**Given instruction 1:** In the tax credit article, reproduce the passage starting at "How credits work" and ending at "of their investment.".
**Given instruction 2:** Shorten the paragraph of the tax credit article that begins "Investors—which are often financial institutions," keeping its main facts.
**Given instruction 3:** According to the tax credit article, how much of a project's financing must already be lined up for the project to be eligible?

**Supplied text:**

********************

Mack said using New Markets Tax Credits to invest in small businesses is a relatively new concept, one she said is “another way to be innovative.”
The city has two years to close on projects, meaning they likely won’t be chosen or announced all at one time.
Projects have to meet a complicated set of criteria to be eligible: They have to be located in high-poverty or low-income census tracts and must cost at least $5 million, with 80% of the financing lined up.
There are also use requirements: Farming and solely residential real estate operations aren’t eligible. Nor are golf courses, country clubs, massage parlors, hot tub or suntan facilities, gambling facilities, liquor stores, art collectors or banks.
“It becomes a bit of a beauty contest,” Bennett said. “What do investors want to fund? What is shovel-ready and financially viable? What can you get out of the door in your two-year window? Those things have to come together.”
How credits work
Here’s how the process works. The U.S. Department of the Treasury allocates tax credits to so-called community development entities—including Indianapolis Redevelopment CDE LLC—through a competitive process.
Investors—which are often financial institutions, although they can be other types of companies or individuals—provide equity in the form of cash to the CDE in return for a tax benefit: a reduction in their federal income tax liability over seven years by an amount equal to 39% of their investment.
That means a bank, for example, that puts $1 million into a project can reduce its federal income tax liability by a total of $390,000 over that seven-year period.
The CDE then uses the cash from investors to help businesses in distressed areas with approved projects.
“With these capital investments, CDEs can make loans and investments to businesses operating in distressed areas that have better rates and terms and more flexible features than the market,” according to the U.S. Treasury, which helps to “offset the perceived or real risk of investing in distressed and low-income communities.
In the previous 15 rounds of credits, the fund has made about 1,200 awards totaling $57.5 billion in tax credit authority.
The program is said to generate more than $8 in private investment for every $1 invested by the federal government.
Nationwide, the credits are typically used to build health care and community health facilities as well as manufacturing and industrial facilities. A smaller number of arts, culture and mixed-use buildings have been constructed using the tool, according to Rapoza.

********************

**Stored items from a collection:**

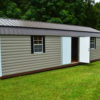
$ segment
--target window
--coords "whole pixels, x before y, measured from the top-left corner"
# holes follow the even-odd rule
[[[96,48],[96,38],[95,37],[91,37],[90,38],[90,48],[91,49],[95,49]]]
[[[45,52],[45,37],[44,36],[31,36],[31,51],[32,53]]]

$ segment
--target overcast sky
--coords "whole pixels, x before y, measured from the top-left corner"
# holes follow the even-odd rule
[[[95,0],[95,2],[100,2],[100,0]]]

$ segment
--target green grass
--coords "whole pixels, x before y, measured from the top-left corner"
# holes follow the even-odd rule
[[[0,80],[0,100],[100,100],[100,62]]]

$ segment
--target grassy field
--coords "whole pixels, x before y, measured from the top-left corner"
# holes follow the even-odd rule
[[[100,100],[100,62],[0,80],[0,100]]]

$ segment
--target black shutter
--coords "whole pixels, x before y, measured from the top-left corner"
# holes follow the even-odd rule
[[[34,42],[33,42],[33,36],[31,36],[31,53],[34,53]]]
[[[45,36],[43,36],[43,53],[45,53]]]

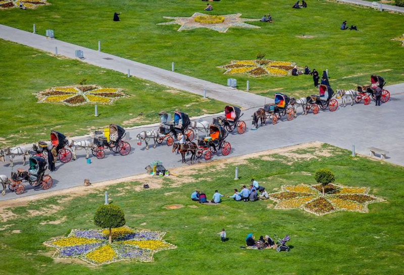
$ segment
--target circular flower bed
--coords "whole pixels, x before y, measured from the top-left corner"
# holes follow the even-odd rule
[[[368,195],[369,188],[340,186],[328,184],[282,185],[281,191],[269,194],[271,199],[277,202],[275,208],[300,208],[318,215],[336,211],[368,212],[369,203],[384,200]]]
[[[75,258],[95,265],[124,260],[151,261],[155,252],[176,247],[163,241],[165,232],[135,232],[122,227],[112,229],[108,243],[109,230],[73,230],[65,238],[47,241],[45,245],[56,248],[55,258]]]
[[[35,94],[38,103],[61,103],[69,106],[84,104],[111,104],[114,100],[129,96],[122,92],[122,89],[102,88],[94,85],[54,87],[49,90]]]

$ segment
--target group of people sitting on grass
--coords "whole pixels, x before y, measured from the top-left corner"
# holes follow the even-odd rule
[[[299,5],[299,2],[297,1],[292,7],[293,9],[302,9],[304,8],[307,8],[307,3],[306,3],[305,0],[301,1],[301,5]]]
[[[275,249],[277,247],[274,240],[268,235],[266,235],[265,238],[261,236],[258,240],[256,241],[256,238],[252,236],[252,233],[250,233],[247,235],[245,238],[245,244],[247,247],[252,247],[258,249]]]
[[[260,194],[258,194],[258,191]],[[219,203],[221,201],[222,197],[227,197],[232,198],[236,201],[255,201],[259,199],[267,199],[269,198],[268,192],[265,190],[265,188],[260,186],[258,182],[254,179],[251,180],[251,185],[249,188],[247,188],[245,185],[243,185],[241,190],[238,192],[237,189],[234,189],[234,193],[232,195],[222,195],[218,190],[215,191],[215,194],[211,203]],[[203,192],[199,192],[195,190],[195,192],[191,194],[191,199],[193,201],[197,201],[200,203],[206,203],[209,202],[208,199]]]

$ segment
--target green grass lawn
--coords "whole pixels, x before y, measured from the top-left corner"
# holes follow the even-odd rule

********************

**Final result 1:**
How credits work
Here’s how the process works. The U.S. Department of the Treasury allocates tax credits to so-called community development entities—including Indianapolis Redevelopment CDE LLC—through a competitive process.
Investors—which are often financial institutions, although they can be other types of companies or individuals—provide equity in the form of cash to the CDE in return for a tax benefit: a reduction in their federal income tax liability over seven years by an amount equal to 39% of their investment.

**Final result 2:** Investors, often financial institutions but sometimes other companies or individuals, give cash equity to the CDE. In return, their federal income tax liability is reduced over seven years by 39% of their investment.

**Final result 3:** 80% of the financing must be lined up.